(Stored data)

━━━━

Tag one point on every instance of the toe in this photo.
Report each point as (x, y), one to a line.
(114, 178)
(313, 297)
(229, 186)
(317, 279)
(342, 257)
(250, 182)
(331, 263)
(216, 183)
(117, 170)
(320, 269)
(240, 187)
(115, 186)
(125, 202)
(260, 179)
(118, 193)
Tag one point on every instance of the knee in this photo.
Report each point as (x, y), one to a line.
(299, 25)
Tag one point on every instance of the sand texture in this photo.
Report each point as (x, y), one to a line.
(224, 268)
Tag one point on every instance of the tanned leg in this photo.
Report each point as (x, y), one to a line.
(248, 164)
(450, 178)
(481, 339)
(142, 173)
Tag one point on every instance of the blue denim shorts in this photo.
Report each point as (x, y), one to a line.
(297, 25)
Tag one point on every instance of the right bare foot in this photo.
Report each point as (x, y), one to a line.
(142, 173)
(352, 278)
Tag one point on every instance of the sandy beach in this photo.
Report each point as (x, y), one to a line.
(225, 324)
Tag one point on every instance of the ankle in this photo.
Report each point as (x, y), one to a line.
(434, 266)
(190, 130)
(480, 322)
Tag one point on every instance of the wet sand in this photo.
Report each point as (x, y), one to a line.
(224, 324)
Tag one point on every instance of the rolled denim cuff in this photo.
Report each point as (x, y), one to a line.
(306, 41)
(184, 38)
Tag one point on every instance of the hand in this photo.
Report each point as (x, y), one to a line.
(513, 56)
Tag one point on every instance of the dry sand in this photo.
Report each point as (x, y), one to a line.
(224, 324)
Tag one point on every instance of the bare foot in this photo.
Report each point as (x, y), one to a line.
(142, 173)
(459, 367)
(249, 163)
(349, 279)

━━━━

Please retype all of the data above exactly as it appears.

Result of the exercise:
Tag one point on every instance of the toe in this photo.
Report each point as (x, y), one to a line.
(114, 178)
(313, 297)
(229, 186)
(317, 279)
(342, 257)
(250, 182)
(331, 263)
(216, 183)
(117, 170)
(320, 269)
(240, 187)
(115, 186)
(125, 202)
(260, 179)
(118, 193)
Tag one point on every instance of the knee in this photo.
Report each point as (x, y), one to a line.
(299, 25)
Tag one point on every instance of the sand texture in this photo.
Report each point as (x, y), one to a line.
(224, 268)
Tag one point on every instance of the tanned leg in this photo.
Report each point as (x, y), one to a line.
(248, 164)
(450, 178)
(481, 339)
(142, 173)
Tag one point on every instance of the blue denim shorts in this photo.
Report each point as (x, y), one to a line.
(297, 25)
Tag one point on every instance of the right bare foot in this photo.
Report each point as (x, y), one to a line.
(142, 173)
(352, 278)
Tag one point on every instance of the sandy beach in this photo.
Report each point as (x, y), one to a line.
(225, 324)
Tag one point on every instance of the ankle in this photo.
Report each point as (x, y), one to a line.
(434, 266)
(190, 130)
(480, 322)
Tag one point on every instance of the wet sand in this photo.
Report each point as (x, y), one to a line.
(224, 324)
Tag one point on every instance of the rolled denim cuff in this photo.
Report each point as (x, y), one to a line.
(306, 41)
(184, 38)
Tag one point on every instance of the hand in this photo.
Report each point as (x, y), one to a line.
(513, 56)
Tag one point on every instance of the dry sand in this photo.
Report each point as (x, y), one to a line.
(224, 324)
Tag one point on every instance of the bare foot in this photo.
Report each point as (x, y), one to a line.
(142, 173)
(459, 367)
(249, 163)
(349, 279)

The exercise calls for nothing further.